>> Begin Given passage
Research & PolyU Design

Building on nearly 60 years of history, as design centre in Asia, PolyU Design strives to deliver research through a multidisciplinary approach to help engage with key questions relevant to 8 main discourses within wider fields of interest. Through its position, the School aims to open fields of inquiry that allow for the wider understanding of ‘design thinking’ in relation to scientific impact and social valance.

To this effect, research in PolyU Design generates conceptual and technical resources that shape Hong Kong’s social and material futures. Research is currently organised under three initiatives of interest; Social Design (設計社會學), Design Economy (設計經濟學) and Design Making (設計製造學). These themes synthesise faculty interests, whilst simultaneously serving as strategic instruments for allocating research funds, selecting PhD students, and guiding research conducted by the faculty.

Whereas the Design Making focus builds on the School's legacy, organised under design labs, Design Economy and Social Design set out future and prospective interests.

Research follows a lifecycle model in which initiatives may become labs, at first, before being dissolved at their end of their productive period.

 

See also: Our History of Research | Design Labs | Research Centre for Future (Caring) Mobility

 

 

Initiative 1: Social Design

Key Words Social + Participatory Design
Cross-disciplinary + Collaboration
Co-design + Co-creation
Social Innovation + Social Enterprise
Social Design + Sustainable Development
Co-ordinator Peter Hasdell [sdpeterh@polyu.edu.hk]

The emergence of social media and the networked society, as exemplified by The Internet of Things, generates huge potentials that reposition design as a means to synthesize emerging social complexities into new constellations that can foster social innovation, new social forms and social design. Design in this context becomes reconfigured as the dynamic interconnections of people, practices, artifacts and their interactions and can be positioned as a relational rather than objectified form of design. Process driven rather than outcome based, design’s potential, in its recombination with both knowledge generation and knowledge transfer processes, (understood in terms of ‘information’), is in providing pathways for innovation in the development of new processes, systems, networked and relational outcomes. Changes in social systems therefore evolve the ways design develops towards these forms of knowledge, collaborative processes and cross-disciplinary practices (Sanders & Stappers 2008). As design disciplines and design schools seek ways to respond to broader social changes, there is a need for new a research praxis to engage design processes in social contexts to contextualise, codify and define this emerging praxis.
>> End Given passage
>> Begin Stored data
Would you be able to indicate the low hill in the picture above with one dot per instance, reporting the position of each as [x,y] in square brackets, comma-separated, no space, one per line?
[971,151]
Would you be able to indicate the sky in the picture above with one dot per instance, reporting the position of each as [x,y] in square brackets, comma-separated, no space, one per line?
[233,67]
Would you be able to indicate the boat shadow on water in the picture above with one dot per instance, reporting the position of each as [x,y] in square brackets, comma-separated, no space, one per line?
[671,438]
>> End Stored data
>> Begin Stored data
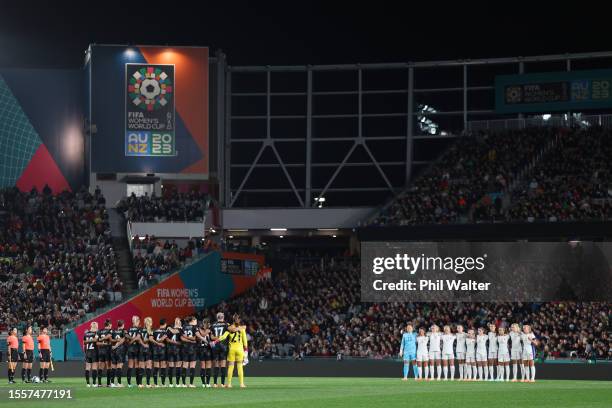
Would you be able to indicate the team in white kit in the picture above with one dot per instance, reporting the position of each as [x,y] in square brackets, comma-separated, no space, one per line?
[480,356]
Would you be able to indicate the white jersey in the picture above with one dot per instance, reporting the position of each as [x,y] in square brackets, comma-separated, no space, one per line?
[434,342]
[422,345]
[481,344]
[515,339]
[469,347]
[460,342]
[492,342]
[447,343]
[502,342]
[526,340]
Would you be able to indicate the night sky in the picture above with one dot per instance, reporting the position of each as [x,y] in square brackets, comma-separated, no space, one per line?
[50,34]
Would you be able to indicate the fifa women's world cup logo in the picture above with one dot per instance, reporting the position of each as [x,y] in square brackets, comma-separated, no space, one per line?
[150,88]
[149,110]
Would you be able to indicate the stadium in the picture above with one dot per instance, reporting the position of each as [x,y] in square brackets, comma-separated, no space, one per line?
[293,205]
>> End Stored data
>> Begin Stored data
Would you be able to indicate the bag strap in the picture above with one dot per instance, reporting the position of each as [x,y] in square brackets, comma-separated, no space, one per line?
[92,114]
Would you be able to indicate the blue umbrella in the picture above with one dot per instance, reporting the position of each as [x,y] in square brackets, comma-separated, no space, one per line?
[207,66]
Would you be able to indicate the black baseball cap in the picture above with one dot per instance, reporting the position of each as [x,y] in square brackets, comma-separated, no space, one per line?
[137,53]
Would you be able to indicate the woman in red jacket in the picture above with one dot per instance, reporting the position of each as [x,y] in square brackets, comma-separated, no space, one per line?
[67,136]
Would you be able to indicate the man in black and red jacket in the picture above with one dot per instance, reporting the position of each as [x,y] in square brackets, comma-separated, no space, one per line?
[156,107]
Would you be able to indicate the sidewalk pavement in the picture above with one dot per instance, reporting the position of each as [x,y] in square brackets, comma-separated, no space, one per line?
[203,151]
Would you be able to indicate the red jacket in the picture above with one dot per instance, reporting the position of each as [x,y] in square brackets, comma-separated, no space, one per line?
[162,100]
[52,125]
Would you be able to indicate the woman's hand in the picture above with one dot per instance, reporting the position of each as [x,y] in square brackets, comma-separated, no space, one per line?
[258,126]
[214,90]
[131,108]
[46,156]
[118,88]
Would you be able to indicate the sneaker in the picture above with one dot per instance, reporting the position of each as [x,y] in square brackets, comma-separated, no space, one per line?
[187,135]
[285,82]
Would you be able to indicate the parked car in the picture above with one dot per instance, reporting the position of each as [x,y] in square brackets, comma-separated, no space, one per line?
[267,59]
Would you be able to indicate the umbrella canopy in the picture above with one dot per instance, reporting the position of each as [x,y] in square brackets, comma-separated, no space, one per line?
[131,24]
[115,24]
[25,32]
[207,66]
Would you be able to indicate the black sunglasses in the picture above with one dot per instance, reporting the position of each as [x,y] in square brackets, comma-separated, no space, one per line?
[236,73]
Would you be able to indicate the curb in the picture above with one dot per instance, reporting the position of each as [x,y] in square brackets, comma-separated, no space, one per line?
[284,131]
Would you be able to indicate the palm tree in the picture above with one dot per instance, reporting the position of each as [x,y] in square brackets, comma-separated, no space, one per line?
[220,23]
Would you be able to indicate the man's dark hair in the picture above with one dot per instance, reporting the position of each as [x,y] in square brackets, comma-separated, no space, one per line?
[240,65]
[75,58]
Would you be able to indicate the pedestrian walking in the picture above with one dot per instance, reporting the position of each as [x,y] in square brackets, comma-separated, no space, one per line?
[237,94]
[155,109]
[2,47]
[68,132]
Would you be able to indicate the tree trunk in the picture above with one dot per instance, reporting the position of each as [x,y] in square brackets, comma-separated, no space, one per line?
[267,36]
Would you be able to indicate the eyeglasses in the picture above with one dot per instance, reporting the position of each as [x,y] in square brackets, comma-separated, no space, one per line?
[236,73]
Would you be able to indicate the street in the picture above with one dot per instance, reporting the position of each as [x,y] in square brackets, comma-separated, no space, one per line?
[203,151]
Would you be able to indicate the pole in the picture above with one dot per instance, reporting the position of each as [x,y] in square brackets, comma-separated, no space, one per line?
>> End Stored data
- _Jobs_
• 1. Copy everything in the passage on research at PolyU Design from "Whereas the Design" down to "and prospective interests.".
• 2. Proceed with the passage on research at PolyU Design, picking up right after its last sentence.
These rows were taken from a separate source.

- _Exercise answers_
• 1.
Whereas the Design Making focus builds on the School's legacy, organised under design labs, Design Economy and Social Design set out future and prospective interests.

• 2.
Similarly Participatory Design, and the related fields of co-design and co-creation, employ methodologies that involve users and stakeholders within the design process as an iterative process of design development. Used in diverse ways in spatial and other design fields, variations such as participatory planning are a relatively normal part of urban planning where social or collective actions have a determining influence on public spaces and amenities. Often misconstrued as purely design approach, Participatory Design is a “rigorous research methodology” (Spinuzzi 2005) involving a complex system of knowledge generation and co-design processes where the interactions of people, practices, artifacts, interaction and knowledge, steers a course between participants’ tacit knowledge and designers / researchers’ abstract, analytical or technical knowledge.

A tendency in Participatory Design shifts emphasis from the user as a ‘carrier of needs and problems’ to an active ‘non-design expert’ with local knowledge, skills, organisational capabilities and entrepreneurship. The designer-researchers roles become facilitators of specific design knowledge transfer processes. In this reformulation, design is understood as a contextual practice engaging the social working “in an economy of reciprocity” (Janzer & Weinstein 2014), generating design-research processes aimed at social innovation in which social enterprise and knowledge transfer, that can become strategic directives and motivation to instigate and drive social changes through design. This leads to extended definitions of Participatory Design as a “constellation of design initiatives aiming at the construction of socio-material assemblies where social innovation can take place.” (Manzini & Rizzo 2011). Design in this context is a relational process connecting the social process and its associated domain of knowledge; a complex mesh of tangible and intangible factors, social forms and networks, information, contexts and people. Framing design processes and praxis that are adaptable for inter-disciplinary collaboration (horizontal); and for user and designer collaboration (vertical), and able to engage a wide range of different sectors, groups, stakeholders in dynamic communities of practice that can lead to the development of new forms of research praxis.

The Design Ecologies is an open cross-disciplinary research initiative facilitating both a communities of practice approach and extending the school’s capacity to catalyse, generate synergies, seek greater impacts and develop higher profile research foci and projects. This research is by nature cross-disciplinary involving a variety of stakeholders, users and facilitators both within and external to SD, allowing design knowledge to be cross fertilised with other knowledge domains, expertise and capabilities.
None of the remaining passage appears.